# REQUIREMENT
Please continue the piece about how mothers pass diet culture on to their children, picking up after its last line.

# EXTRACT TO READ
A lettuce with angel wings vs a burger with devil horns - illustrating how our mothers often pass on disordered behaviours and ideas around food.

Guilt should never be modelled as an appropriate, or healthy emotion to attach to food. We have diet culture in the media telling us all that eating carbohydrates should come with a lorry-load of shame…the last thing we need is our closest role models sending us the same message.

My mum wasn’t quite as draconian around food in the house as some were, and maybe yours wasn’t either, but something everyone experienced, was the daily-diet-culture-orgy amongst the mothers whilst they dropped off, or picked up their cherubs in the school playground. It was toxic female competition at its finest, with the conversations going one of three ways:

The Deprivation Competition:

“Oh, you eat breakfast? I just can’t in the run up to Christmas”, “A coffee is tempting, but I know I will cave and get the croissant and I’m trying to be good at the moment”, “No carbs for me, this weight isn’t going to shift itself!”, “Oh it was no problem, Lily was a delight, I hope you don’t mind I just got the girls some oven pizza for supper… I stayed on the salad of course!”…

The Confession Session:

“I was a bit naughty and allowed myself a slither of birthday cake, but once a year won’t do too much damage.”, “God we were so bad last night, why did you let me order pudding! That’s the diet down the drain!”, “Keep me away from the bake sale, cupcakes are my weakness”…

The Exercise Comparison:

“I’m off for a run, got to burn off those Easter eggs!”, “You should come to Legs, Bums and Tums with me, Savanna, the instructor has worked wonders on my baby weight.”… (Why is exercise so hard?)

# DATA EXTRACT
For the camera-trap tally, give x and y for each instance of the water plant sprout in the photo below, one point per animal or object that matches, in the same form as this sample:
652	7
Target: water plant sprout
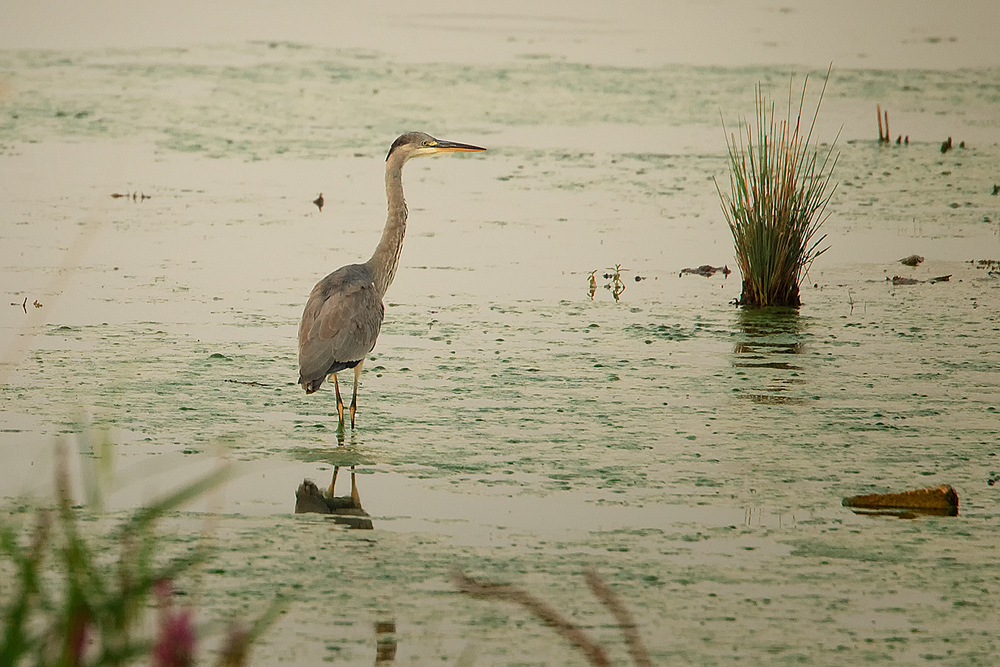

==

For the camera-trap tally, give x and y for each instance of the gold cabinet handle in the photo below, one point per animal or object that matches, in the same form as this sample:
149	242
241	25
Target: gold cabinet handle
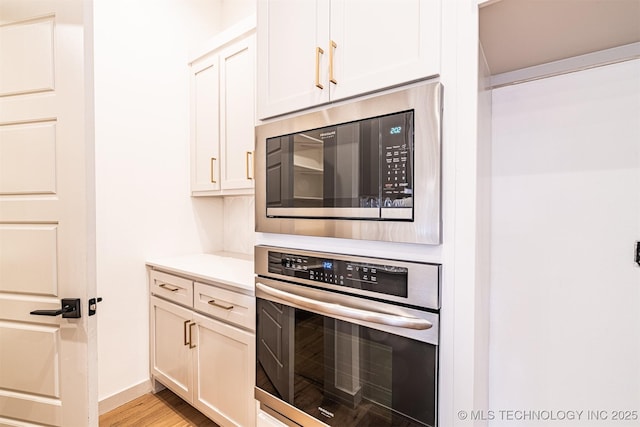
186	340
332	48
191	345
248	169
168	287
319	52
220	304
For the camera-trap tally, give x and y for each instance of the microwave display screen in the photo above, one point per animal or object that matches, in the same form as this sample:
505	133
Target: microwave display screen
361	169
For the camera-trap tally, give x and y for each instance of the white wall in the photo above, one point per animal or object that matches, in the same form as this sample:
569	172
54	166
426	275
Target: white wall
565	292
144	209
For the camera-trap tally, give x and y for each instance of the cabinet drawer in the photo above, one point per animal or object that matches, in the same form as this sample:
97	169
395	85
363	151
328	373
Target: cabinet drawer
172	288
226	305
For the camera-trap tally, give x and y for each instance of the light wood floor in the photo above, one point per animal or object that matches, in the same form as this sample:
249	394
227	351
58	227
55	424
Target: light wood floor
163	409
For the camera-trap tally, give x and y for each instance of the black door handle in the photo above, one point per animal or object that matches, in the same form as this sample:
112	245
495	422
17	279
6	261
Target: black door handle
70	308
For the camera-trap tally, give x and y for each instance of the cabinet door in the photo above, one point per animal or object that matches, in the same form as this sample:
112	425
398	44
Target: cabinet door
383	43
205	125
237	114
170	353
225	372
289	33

* * *

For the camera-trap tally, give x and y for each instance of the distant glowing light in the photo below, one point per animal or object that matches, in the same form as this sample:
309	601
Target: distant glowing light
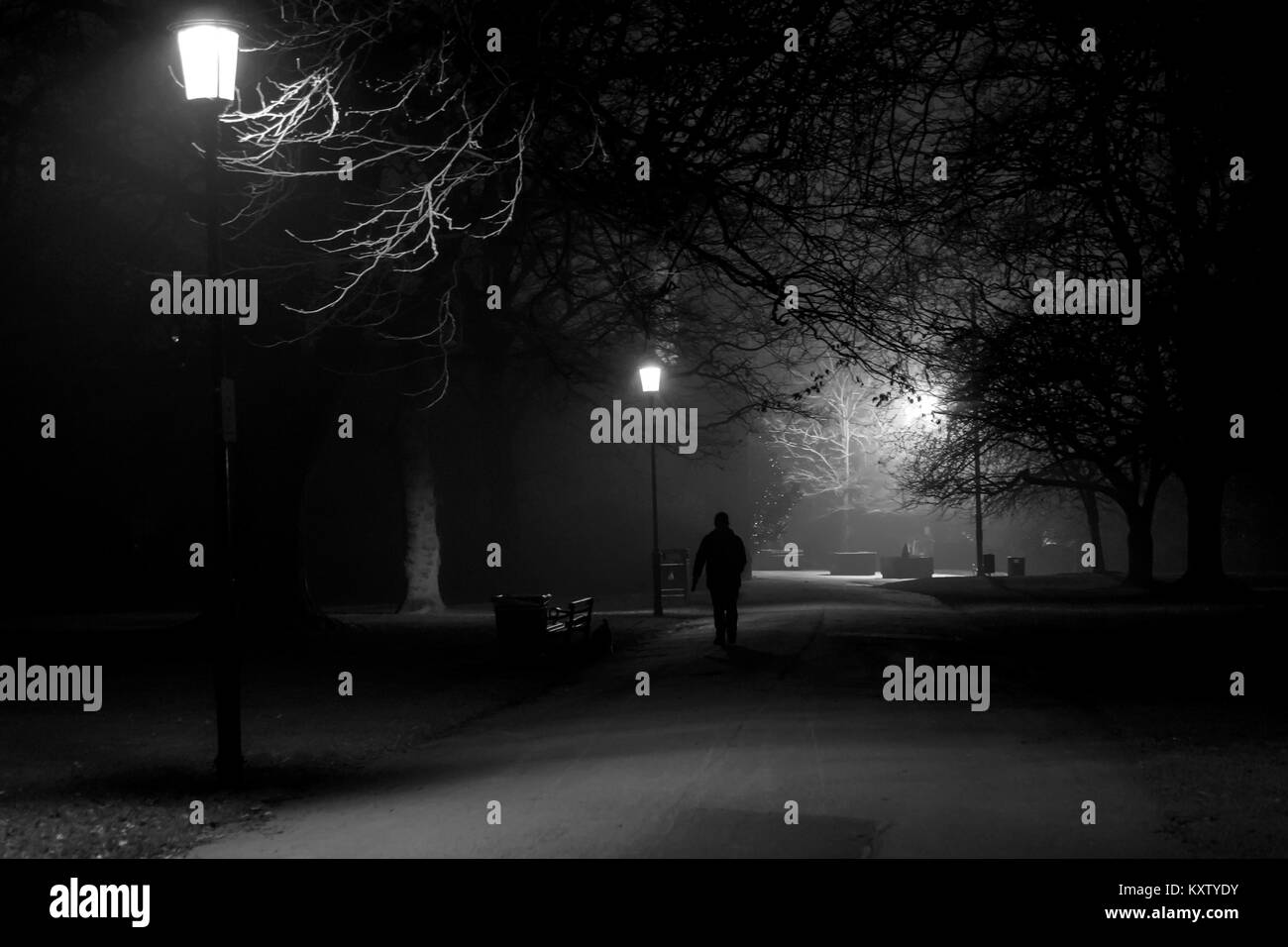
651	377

# EXERCISE RESULT
You never knew who the next weakest link was going to be, they all fell off and clambered back onto the ‘band wagon’ several times a week. What was plain to see, was that proving one’s starvation led to a reaction of envy and admiration, whilst confessing one’s indulgence, created pity, and a silent smugness from those who had managed to cling onto their punitive diets one day longer. This again, was passed onto the children listening in. We were all mindlessly absorbing this everyday. Through these daily conversations, we picked up the hyper-normalisation of restrictive behaviours, the need for “discipline" around portion sizes, and the fact that having a baby was a “death sentence” for your body.

An image of the author (Rach) clenching her fists with her eyes shut. There is a speech bubbles that reads "MUST. IGNORE. CAKE. SALE.", because this is the messaging young kids pick up from their mothers in the playground.

The requirement of women/girls to suppress our instincts and appetites was modelled as part of growing up.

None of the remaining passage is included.